**REQUIREMENTS**
Reproduce the listing exactly, with no pictures in your copy.

**RECORDS SUPPLIED**
——
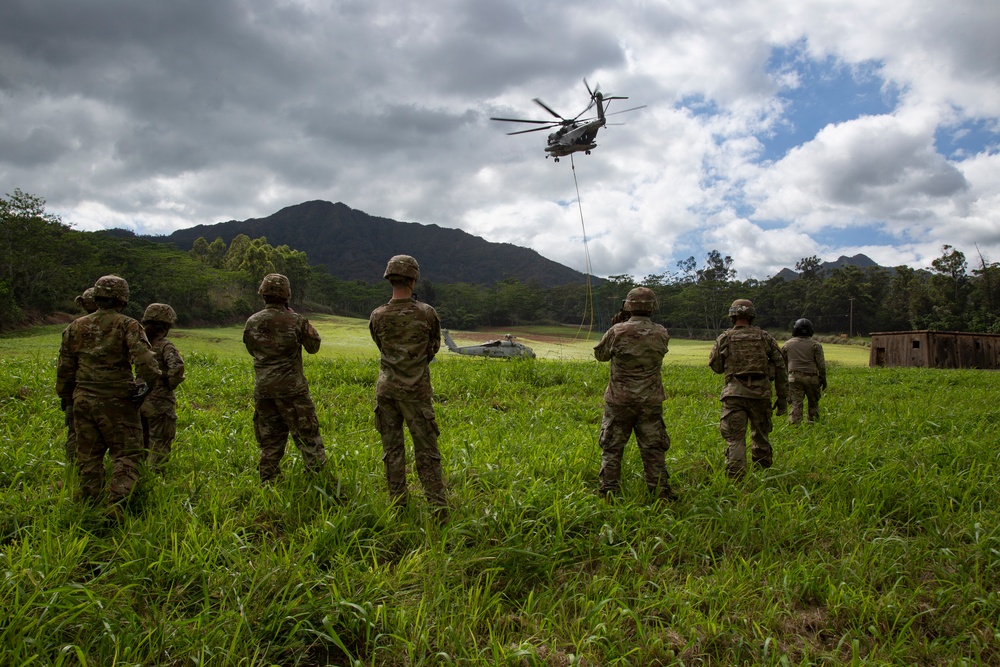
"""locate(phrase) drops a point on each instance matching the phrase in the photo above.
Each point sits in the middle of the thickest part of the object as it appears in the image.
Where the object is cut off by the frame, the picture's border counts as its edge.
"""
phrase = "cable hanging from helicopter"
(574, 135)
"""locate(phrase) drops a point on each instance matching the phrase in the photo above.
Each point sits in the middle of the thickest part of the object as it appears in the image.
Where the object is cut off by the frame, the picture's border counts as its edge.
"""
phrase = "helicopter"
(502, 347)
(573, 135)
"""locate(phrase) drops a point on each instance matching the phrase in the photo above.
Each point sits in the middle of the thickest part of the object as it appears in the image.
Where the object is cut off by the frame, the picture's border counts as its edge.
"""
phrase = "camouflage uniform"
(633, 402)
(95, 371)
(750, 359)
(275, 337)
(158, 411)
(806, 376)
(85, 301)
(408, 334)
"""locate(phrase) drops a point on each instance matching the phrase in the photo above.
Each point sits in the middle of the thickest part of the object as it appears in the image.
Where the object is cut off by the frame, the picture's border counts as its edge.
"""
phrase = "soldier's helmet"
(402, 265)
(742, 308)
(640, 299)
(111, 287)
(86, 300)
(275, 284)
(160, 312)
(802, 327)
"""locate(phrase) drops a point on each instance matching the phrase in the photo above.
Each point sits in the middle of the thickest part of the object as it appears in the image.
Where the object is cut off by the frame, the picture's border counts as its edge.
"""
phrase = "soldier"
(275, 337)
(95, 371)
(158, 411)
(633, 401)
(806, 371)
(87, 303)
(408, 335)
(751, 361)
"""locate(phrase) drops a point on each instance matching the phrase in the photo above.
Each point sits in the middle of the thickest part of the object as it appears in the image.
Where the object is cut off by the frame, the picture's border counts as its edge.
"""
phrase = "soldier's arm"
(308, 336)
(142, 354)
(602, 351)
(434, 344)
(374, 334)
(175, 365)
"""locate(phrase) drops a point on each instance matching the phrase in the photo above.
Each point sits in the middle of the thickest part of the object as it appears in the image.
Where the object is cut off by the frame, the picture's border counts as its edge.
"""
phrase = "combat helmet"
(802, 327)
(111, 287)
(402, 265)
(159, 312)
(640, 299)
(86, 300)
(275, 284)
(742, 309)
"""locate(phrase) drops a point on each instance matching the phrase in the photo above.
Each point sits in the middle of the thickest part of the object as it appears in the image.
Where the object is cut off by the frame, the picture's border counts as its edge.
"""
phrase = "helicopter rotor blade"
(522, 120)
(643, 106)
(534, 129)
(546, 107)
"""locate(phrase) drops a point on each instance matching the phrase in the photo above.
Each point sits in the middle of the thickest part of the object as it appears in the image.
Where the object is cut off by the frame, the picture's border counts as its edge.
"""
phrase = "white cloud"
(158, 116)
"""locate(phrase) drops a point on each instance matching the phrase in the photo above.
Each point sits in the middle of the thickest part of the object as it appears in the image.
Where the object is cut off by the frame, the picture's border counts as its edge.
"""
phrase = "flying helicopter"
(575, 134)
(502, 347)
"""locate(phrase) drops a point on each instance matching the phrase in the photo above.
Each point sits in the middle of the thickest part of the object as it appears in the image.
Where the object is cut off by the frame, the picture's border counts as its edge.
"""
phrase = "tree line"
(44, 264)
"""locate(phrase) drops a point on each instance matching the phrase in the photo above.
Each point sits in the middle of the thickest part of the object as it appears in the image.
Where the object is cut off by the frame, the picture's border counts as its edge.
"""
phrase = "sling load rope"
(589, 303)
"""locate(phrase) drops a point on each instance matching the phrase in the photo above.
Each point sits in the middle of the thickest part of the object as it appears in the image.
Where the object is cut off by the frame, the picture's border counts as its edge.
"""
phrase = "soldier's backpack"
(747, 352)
——
**IN RESPONSE**
"""locate(phrase) drops a point on each instance matching the phrase in the photo above.
Each point sits in the middle of the thickest part of the object as it appears in the image.
Where the object is cut off by the frame, the picture's border counts as its edge.
"""
phrase = "cable hanging from helicopter"
(574, 135)
"""locate(phrase) drops a point on each instance matching the phrase in the photo above.
Each point sits in the middle of the thickest part of the object as it appears in the image.
Where the object is cut off by the frame, the picture's border counts as its edge.
"""
phrase = "helicopter"
(502, 347)
(573, 135)
"""locate(phrase) drops a point on each instance matching the phrase in the photo above.
Each point sits in the middle of the thickest part of the object as it appears in the image.
Where the object is cut off by the frame, the picture's border counts as its edge.
"""
phrase = "camouflage uniform"
(633, 402)
(95, 371)
(750, 359)
(275, 337)
(158, 411)
(806, 376)
(85, 301)
(408, 334)
"""locate(phrase) drops a point on each instance matching the phrase in the photo above.
Each point sits in the middle of the thickest part of the object as it appears in the image.
Where the object is cut off by the frame, the picture's border counts as its edge.
"""
phrase = "soldier's helmet"
(402, 265)
(742, 308)
(640, 299)
(111, 287)
(86, 300)
(275, 284)
(160, 312)
(802, 327)
"""locate(phrase) drops a point on each instance matching the phrase in the photo above.
Each point sits in the middle of the thickest part of the object as it appears in the image.
Where the object is cut off by the frame, the picture's border counts as its edge.
"""
phrase = "soldier"
(275, 337)
(95, 371)
(158, 411)
(633, 401)
(806, 371)
(87, 303)
(408, 335)
(751, 361)
"""locate(phrase) drops a point on each instance matching the phrase in the photo above.
Each point sits in the middle of the thickest part of the object as it appears in the image.
Where the object is cut off by the frame, the picture's border counts as its edge.
"""
phrase = "soldier's arm"
(308, 336)
(142, 354)
(602, 351)
(434, 344)
(374, 334)
(175, 365)
"""locate(phrase) drops a point on each instance matching the phrase in the photo above.
Each point sits in the middle of the thickest part of the object as it appears in the image.
Where the object is cut off by the frame, the picture's border counts as its edge.
"""
phrase = "combat helmet"
(802, 327)
(111, 287)
(402, 265)
(159, 312)
(640, 299)
(86, 300)
(275, 284)
(742, 309)
"""locate(phrase) drops a point on each instance matching the phrase in the photo above.
Each point sits in the middle of the thickest part of the object as it appears in the image.
Where the object is cut off by the frame, the picture's border counts as its edge.
"""
phrase = "helicopter rotor blade"
(522, 120)
(643, 106)
(534, 129)
(546, 107)
"""locate(phrase) drops a point on each instance matching the phrase in the photo above.
Each point sits in the middle of the thickest part of the object as it appears in the image.
Where the object is cut off by the frame, the picture's border counts as its edge.
"""
phrase = "white cloud"
(158, 116)
"""locate(phrase) drops a point on each instance matching the phrase in the photo above.
Each point sits in the middle of the thickest part of the object as it appears in the image.
Where the object is cut off by the frame, the picture's border counts as its edge.
"""
phrase = "flying helicopter"
(575, 134)
(502, 347)
"""locate(phrase) drops a point on each instance matching the phrase in the photo above.
Each point sits in the middle of the thickest part of the object as it appears in the image.
Where the object is cut off by the frame, the picture's border counts as its edge.
"""
phrase = "tree line"
(44, 264)
"""locate(phrase) drops a point on each instance matching the phrase in the photo above.
Each point sits in the middle of the thickest part of the object as it appears in the image.
Where the object is cut off by the frame, the picture's border counts as its edge.
"""
phrase = "sling load rope"
(589, 303)
"""locate(phrase) drops a point on each instance matching the phrase in the photo above.
Each point sits in the middle of the thickest part of the object as it appears in the image.
Where the object is cut off by the frame, the picture's border counts as its edge.
"""
phrase = "soldier's backpack"
(747, 352)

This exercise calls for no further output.